# WRITTEN INSTRUCTION:
Convert every line of the material below into a JSON list of strings, one string per line, with blank lines omitted.

++++ MATERIALS PROVIDED

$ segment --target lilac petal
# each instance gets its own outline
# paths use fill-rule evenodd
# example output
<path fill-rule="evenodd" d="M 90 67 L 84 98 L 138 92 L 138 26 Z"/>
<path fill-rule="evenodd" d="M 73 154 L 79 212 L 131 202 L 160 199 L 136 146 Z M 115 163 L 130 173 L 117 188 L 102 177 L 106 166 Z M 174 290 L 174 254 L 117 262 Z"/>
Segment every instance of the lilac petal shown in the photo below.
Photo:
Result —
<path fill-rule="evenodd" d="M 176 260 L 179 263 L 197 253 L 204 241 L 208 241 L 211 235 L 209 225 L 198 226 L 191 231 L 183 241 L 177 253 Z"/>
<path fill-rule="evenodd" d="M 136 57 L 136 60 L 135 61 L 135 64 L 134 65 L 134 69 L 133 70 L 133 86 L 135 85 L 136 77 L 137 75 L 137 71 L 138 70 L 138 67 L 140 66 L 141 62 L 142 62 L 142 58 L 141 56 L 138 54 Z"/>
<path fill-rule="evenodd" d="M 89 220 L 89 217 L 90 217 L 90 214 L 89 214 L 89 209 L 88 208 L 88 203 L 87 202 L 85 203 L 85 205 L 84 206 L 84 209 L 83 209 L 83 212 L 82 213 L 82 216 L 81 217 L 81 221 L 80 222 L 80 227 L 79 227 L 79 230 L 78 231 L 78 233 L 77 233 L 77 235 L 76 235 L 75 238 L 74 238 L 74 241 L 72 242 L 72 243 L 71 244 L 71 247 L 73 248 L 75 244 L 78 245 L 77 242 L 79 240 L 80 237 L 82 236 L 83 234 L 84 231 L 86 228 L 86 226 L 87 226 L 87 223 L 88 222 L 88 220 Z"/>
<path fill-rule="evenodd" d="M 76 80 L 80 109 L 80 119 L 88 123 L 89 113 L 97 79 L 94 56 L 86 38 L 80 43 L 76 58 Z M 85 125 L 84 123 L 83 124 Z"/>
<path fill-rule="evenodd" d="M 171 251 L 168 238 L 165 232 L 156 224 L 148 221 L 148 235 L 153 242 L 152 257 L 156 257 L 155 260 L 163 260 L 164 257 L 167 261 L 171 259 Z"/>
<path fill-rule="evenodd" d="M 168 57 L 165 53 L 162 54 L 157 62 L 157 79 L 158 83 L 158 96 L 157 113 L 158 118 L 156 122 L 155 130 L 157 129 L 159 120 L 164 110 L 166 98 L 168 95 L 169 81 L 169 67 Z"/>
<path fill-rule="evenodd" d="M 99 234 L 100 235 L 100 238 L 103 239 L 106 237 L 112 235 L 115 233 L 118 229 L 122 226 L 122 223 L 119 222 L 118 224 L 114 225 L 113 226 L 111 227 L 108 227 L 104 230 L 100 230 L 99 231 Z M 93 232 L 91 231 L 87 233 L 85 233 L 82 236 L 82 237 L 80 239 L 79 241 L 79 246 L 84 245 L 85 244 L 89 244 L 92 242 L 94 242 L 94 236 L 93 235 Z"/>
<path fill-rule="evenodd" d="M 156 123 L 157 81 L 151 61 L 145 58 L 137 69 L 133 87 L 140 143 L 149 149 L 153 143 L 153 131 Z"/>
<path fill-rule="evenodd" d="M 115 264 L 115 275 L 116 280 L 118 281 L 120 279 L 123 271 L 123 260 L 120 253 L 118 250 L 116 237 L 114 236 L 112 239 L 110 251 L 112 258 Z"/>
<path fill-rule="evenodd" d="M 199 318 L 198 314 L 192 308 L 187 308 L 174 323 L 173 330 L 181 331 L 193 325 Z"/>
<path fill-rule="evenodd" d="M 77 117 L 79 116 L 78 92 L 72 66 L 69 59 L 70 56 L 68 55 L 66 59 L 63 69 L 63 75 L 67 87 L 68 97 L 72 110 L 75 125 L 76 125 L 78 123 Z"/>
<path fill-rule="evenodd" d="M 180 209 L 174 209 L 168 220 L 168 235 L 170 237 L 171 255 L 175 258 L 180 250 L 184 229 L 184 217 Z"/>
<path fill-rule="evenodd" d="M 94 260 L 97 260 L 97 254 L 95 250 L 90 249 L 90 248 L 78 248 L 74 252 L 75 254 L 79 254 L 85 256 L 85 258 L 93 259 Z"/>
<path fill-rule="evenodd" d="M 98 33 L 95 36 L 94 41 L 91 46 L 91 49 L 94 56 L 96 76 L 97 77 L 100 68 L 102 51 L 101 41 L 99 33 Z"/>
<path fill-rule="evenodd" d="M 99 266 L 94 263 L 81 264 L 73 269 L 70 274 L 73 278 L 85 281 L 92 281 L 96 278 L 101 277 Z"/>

++++++++

# WRITTEN REPLY:
[
  "$ segment --target lilac petal",
  "# each instance gets its own outline",
  "# paths use fill-rule evenodd",
  "# example output",
  "<path fill-rule=\"evenodd\" d=\"M 90 67 L 84 98 L 138 92 L 138 26 Z\"/>",
  "<path fill-rule=\"evenodd\" d=\"M 73 154 L 79 212 L 131 202 L 160 199 L 136 146 Z M 115 163 L 130 173 L 117 188 L 102 177 L 106 166 Z M 174 290 L 174 254 L 117 262 Z\"/>",
  "Segment every instance of the lilac petal shown in the photo below.",
  "Photo:",
  "Result —",
  "<path fill-rule=\"evenodd\" d=\"M 176 260 L 179 263 L 197 253 L 204 241 L 208 241 L 211 235 L 209 225 L 198 226 L 191 231 L 183 241 L 177 253 Z\"/>",
  "<path fill-rule=\"evenodd\" d=\"M 136 57 L 136 60 L 135 61 L 135 64 L 134 65 L 134 69 L 133 70 L 133 86 L 135 85 L 136 77 L 137 75 L 137 71 L 138 70 L 138 67 L 140 66 L 141 62 L 142 62 L 142 58 L 141 56 L 138 54 Z\"/>",
  "<path fill-rule=\"evenodd\" d=\"M 89 220 L 89 217 L 90 217 L 90 214 L 89 214 L 89 209 L 88 208 L 88 203 L 87 202 L 85 203 L 85 205 L 84 206 L 84 209 L 83 209 L 83 212 L 82 213 L 82 216 L 81 217 L 81 221 L 80 222 L 80 227 L 79 227 L 79 230 L 78 231 L 78 233 L 77 233 L 77 235 L 76 235 L 75 238 L 74 238 L 74 241 L 72 242 L 72 243 L 71 244 L 71 247 L 73 248 L 75 244 L 78 245 L 77 242 L 79 240 L 80 237 L 82 236 L 83 234 L 84 231 L 86 228 L 86 226 L 87 226 L 87 223 L 88 222 L 88 220 Z\"/>",
  "<path fill-rule=\"evenodd\" d=\"M 76 80 L 80 109 L 80 119 L 88 123 L 89 113 L 97 79 L 94 56 L 86 38 L 80 43 L 76 58 Z M 85 125 L 84 123 L 83 124 Z\"/>",
  "<path fill-rule=\"evenodd\" d=\"M 171 251 L 168 238 L 165 232 L 156 224 L 148 221 L 148 235 L 153 242 L 152 257 L 156 257 L 155 260 L 163 260 L 164 257 L 167 261 L 171 259 Z\"/>",
  "<path fill-rule=\"evenodd\" d=\"M 168 57 L 165 53 L 162 54 L 157 62 L 157 79 L 158 83 L 158 96 L 157 113 L 158 118 L 156 122 L 155 130 L 157 129 L 159 120 L 164 110 L 166 98 L 168 95 L 169 81 L 169 67 Z\"/>",
  "<path fill-rule=\"evenodd\" d=\"M 99 234 L 100 235 L 100 238 L 103 239 L 106 237 L 112 235 L 115 233 L 118 229 L 122 226 L 122 223 L 119 222 L 118 224 L 114 225 L 113 226 L 111 227 L 108 227 L 104 230 L 100 230 L 99 231 Z M 93 232 L 91 231 L 87 233 L 85 233 L 82 236 L 82 237 L 80 239 L 79 241 L 79 246 L 84 245 L 85 244 L 89 244 L 92 242 L 94 242 L 94 236 L 93 235 Z\"/>",
  "<path fill-rule=\"evenodd\" d=\"M 156 123 L 157 81 L 151 61 L 145 58 L 137 69 L 133 87 L 140 143 L 149 149 L 153 143 L 153 131 Z\"/>",
  "<path fill-rule=\"evenodd\" d=\"M 115 264 L 115 275 L 116 280 L 118 281 L 120 279 L 123 271 L 123 260 L 120 253 L 118 250 L 116 237 L 114 236 L 112 239 L 110 251 L 112 258 Z\"/>",
  "<path fill-rule=\"evenodd\" d=\"M 199 318 L 198 314 L 192 308 L 187 308 L 174 323 L 173 330 L 181 331 L 193 325 Z\"/>",
  "<path fill-rule=\"evenodd\" d=\"M 77 117 L 79 116 L 78 92 L 72 66 L 69 59 L 70 56 L 68 55 L 66 59 L 63 69 L 63 75 L 67 87 L 68 97 L 72 110 L 75 125 L 76 125 L 78 123 Z\"/>",
  "<path fill-rule=\"evenodd\" d=\"M 180 209 L 174 209 L 168 220 L 168 235 L 170 237 L 171 255 L 175 258 L 180 250 L 184 229 L 184 217 Z\"/>",
  "<path fill-rule=\"evenodd\" d=\"M 94 260 L 97 260 L 97 254 L 95 250 L 90 249 L 90 248 L 78 248 L 74 252 L 75 254 L 79 254 L 85 256 L 85 258 L 93 259 Z\"/>",
  "<path fill-rule=\"evenodd\" d=\"M 98 33 L 95 36 L 94 41 L 91 46 L 91 49 L 94 56 L 96 76 L 97 77 L 100 68 L 102 51 L 101 41 L 99 33 Z\"/>",
  "<path fill-rule=\"evenodd\" d=\"M 99 266 L 94 263 L 81 264 L 73 269 L 70 274 L 73 278 L 85 281 L 92 281 L 96 278 L 101 277 Z\"/>"
]